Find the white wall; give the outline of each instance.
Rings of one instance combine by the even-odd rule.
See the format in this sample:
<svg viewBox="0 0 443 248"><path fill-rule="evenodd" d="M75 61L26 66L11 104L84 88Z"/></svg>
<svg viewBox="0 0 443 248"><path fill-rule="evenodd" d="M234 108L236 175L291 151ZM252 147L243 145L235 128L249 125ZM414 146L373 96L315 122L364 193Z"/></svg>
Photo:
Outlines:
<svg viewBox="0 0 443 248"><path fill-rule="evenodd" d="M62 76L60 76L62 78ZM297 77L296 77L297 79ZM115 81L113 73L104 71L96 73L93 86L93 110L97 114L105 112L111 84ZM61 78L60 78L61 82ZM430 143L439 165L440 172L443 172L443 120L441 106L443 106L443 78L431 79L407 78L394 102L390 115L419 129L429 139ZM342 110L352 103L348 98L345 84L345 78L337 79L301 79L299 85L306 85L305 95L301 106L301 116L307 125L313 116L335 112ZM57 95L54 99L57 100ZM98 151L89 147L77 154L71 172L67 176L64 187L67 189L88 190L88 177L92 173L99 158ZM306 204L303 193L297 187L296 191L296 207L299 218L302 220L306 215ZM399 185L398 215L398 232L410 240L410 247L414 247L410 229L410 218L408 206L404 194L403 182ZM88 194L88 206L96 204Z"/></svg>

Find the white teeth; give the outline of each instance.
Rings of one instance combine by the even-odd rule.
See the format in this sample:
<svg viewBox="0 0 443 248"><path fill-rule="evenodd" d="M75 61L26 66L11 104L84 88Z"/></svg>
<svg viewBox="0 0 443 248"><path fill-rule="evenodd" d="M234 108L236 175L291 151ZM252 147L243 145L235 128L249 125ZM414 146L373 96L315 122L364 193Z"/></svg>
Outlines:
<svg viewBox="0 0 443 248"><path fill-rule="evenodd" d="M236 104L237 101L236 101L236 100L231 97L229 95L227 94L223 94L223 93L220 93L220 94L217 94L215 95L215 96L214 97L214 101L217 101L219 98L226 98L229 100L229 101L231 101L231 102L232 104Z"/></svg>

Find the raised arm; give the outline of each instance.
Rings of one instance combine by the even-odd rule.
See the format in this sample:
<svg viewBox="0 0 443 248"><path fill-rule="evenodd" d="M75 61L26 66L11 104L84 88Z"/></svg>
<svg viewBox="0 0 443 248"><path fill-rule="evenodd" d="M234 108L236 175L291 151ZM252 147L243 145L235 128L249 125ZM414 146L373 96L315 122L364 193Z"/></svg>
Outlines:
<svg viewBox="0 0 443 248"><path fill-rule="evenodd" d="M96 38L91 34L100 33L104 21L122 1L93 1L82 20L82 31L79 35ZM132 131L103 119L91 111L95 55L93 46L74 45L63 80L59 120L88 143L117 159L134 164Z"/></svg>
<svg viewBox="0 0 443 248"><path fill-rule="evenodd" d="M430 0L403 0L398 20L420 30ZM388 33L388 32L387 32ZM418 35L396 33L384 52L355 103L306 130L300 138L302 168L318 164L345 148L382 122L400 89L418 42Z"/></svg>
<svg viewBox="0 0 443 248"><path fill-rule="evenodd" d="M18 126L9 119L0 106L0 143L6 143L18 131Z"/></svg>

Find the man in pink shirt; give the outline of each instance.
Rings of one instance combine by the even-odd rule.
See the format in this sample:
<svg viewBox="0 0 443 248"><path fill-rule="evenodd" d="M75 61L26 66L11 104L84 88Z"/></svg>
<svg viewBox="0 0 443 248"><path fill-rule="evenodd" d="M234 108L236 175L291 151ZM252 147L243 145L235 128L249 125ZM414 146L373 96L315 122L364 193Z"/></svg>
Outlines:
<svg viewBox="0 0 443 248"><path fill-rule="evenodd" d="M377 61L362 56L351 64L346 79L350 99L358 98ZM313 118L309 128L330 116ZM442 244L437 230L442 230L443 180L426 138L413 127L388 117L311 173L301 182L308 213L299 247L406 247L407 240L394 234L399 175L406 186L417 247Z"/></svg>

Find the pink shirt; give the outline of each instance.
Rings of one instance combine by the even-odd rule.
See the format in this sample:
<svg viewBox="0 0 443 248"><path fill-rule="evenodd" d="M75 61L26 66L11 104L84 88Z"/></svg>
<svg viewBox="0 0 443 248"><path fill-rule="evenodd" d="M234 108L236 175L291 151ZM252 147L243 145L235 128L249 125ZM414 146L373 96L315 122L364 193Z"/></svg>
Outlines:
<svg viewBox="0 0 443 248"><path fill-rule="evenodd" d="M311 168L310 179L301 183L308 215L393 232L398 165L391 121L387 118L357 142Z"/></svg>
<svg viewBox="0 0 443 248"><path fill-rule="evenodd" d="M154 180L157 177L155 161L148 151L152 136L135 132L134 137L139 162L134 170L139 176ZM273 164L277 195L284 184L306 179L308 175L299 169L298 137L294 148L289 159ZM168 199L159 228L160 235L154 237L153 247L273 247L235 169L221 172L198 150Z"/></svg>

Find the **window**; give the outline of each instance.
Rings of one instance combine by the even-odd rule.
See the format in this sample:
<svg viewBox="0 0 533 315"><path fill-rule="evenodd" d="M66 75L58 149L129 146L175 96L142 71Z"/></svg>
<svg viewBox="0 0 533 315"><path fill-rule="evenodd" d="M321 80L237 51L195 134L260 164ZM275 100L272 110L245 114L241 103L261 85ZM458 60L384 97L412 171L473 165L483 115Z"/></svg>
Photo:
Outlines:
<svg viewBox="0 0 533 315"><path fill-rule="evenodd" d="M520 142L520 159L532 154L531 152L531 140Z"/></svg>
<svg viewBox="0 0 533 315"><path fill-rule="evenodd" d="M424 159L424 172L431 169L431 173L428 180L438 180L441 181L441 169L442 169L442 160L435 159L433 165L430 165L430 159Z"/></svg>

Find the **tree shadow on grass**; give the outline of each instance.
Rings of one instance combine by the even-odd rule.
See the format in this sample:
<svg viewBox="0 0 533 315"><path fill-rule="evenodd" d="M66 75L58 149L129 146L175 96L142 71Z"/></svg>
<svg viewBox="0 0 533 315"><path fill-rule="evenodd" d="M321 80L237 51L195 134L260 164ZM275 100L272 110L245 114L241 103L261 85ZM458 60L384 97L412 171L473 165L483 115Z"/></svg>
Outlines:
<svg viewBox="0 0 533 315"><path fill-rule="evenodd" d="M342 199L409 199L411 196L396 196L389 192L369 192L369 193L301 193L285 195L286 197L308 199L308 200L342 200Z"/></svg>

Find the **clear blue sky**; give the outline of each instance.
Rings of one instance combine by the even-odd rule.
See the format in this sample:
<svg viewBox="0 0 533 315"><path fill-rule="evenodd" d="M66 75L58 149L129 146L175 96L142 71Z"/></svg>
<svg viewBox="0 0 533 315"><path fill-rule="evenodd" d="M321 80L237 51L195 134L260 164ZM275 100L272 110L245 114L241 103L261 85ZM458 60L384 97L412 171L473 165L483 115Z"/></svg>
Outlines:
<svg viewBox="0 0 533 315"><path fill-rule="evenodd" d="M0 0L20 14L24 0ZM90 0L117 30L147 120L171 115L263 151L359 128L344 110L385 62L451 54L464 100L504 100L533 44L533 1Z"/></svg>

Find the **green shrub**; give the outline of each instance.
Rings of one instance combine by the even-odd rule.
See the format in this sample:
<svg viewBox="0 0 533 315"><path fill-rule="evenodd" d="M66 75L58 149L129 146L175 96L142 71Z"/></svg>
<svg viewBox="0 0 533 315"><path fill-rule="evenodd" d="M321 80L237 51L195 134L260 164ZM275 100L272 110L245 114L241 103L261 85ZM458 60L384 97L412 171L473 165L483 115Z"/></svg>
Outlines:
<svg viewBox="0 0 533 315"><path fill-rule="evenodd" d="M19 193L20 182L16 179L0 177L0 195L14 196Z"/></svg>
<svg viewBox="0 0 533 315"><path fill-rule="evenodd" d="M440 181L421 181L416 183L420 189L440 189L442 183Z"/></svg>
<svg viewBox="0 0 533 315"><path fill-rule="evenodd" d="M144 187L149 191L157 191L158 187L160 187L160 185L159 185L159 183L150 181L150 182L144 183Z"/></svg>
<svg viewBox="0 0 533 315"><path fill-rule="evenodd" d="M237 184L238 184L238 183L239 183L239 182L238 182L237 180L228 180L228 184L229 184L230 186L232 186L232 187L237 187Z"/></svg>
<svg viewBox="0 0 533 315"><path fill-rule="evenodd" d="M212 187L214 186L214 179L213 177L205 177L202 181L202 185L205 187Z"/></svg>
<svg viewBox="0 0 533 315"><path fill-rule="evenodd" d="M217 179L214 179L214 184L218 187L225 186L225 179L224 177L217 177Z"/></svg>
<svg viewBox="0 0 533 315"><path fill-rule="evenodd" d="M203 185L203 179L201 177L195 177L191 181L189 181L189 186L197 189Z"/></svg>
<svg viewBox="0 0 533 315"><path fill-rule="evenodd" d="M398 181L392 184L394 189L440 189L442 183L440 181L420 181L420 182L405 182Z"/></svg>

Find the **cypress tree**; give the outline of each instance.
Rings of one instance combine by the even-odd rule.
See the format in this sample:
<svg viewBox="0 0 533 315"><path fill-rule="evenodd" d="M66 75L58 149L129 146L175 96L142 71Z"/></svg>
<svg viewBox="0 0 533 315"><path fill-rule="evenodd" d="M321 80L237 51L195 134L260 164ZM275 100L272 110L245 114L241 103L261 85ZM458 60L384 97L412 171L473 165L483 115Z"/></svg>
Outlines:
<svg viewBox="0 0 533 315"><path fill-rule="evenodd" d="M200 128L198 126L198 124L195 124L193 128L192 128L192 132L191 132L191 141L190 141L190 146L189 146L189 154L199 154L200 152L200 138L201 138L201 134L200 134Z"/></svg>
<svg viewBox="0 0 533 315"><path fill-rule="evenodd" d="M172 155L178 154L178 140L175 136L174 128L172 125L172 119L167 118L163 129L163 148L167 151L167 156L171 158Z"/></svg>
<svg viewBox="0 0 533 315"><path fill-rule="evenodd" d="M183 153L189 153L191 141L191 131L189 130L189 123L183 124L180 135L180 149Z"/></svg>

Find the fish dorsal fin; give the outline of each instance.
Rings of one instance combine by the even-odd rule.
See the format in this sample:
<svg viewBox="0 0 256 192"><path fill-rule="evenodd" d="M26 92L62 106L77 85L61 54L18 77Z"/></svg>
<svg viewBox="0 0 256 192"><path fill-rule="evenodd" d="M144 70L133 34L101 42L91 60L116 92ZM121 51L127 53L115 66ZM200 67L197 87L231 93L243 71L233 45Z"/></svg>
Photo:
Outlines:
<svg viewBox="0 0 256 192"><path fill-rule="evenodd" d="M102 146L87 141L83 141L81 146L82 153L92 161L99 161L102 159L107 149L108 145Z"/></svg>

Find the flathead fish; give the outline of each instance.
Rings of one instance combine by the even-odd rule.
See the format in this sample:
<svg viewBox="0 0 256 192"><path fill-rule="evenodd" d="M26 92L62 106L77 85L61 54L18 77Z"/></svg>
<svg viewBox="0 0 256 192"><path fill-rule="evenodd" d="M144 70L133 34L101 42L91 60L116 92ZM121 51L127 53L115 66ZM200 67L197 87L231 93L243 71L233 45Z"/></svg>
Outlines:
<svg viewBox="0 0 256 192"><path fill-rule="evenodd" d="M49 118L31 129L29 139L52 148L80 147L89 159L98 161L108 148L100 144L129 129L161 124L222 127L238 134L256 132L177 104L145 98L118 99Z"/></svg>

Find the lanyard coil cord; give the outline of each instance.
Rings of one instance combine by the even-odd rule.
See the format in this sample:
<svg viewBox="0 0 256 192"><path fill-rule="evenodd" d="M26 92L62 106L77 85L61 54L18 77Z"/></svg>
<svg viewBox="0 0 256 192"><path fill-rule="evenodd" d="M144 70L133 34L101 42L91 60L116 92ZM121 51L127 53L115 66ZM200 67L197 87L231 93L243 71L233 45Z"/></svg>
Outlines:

THE REQUEST: Reproduce verbatim every line of the data from the line containing "Find the lanyard" through the final line of the data, both included.

REPLY:
Find the lanyard coil cord; give the outline of each instance.
Rings of one instance combine by the even-odd rule.
See the format in this sample:
<svg viewBox="0 0 256 192"><path fill-rule="evenodd" d="M26 92L62 106L77 85L61 54L18 77Z"/></svg>
<svg viewBox="0 0 256 192"><path fill-rule="evenodd" d="M144 70L133 34L101 42L91 60L116 92ZM121 51L127 53L115 66ZM200 67L197 87L231 93L243 71L233 45Z"/></svg>
Outlines:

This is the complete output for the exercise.